*** Block opens ***
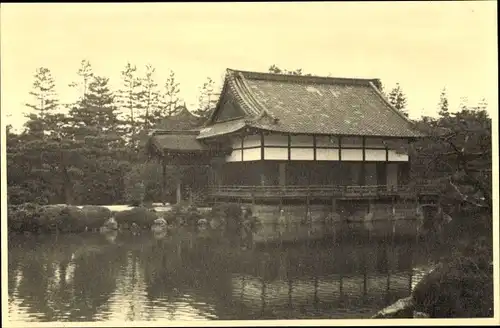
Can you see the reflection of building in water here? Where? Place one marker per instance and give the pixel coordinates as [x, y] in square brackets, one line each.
[294, 232]
[129, 297]
[314, 293]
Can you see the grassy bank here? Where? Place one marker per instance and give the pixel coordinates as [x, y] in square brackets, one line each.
[461, 284]
[34, 218]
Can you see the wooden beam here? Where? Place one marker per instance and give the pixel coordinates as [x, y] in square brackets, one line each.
[314, 147]
[164, 181]
[261, 146]
[340, 148]
[289, 147]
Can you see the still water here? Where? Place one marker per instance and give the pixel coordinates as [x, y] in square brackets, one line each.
[192, 275]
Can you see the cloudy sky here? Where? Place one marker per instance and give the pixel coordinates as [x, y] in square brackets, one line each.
[424, 46]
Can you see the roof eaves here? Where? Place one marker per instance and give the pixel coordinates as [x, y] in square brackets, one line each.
[217, 106]
[386, 102]
[241, 96]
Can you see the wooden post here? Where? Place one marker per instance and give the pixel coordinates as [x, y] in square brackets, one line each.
*** Block closes ***
### Exercise prompt
Leave out every line before the one containing "Can you see the cloudy"; set down that line and all remaining lines of the material exactly.

### Answer area
Can you see the cloudy sky here? Where? Place one marker per instance and give the pixel coordinates as [x, y] in square brackets, one line each.
[424, 46]
Can you see the roof eaves here? Where? Place one marker per instance and give the pixel coordinates as [x, y] in square brackets, one line each.
[217, 106]
[386, 102]
[241, 96]
Can you see the wooden post here? Where? Place one marker per instance and give the pixel coordinates as [x, y] in square brackets, one line each.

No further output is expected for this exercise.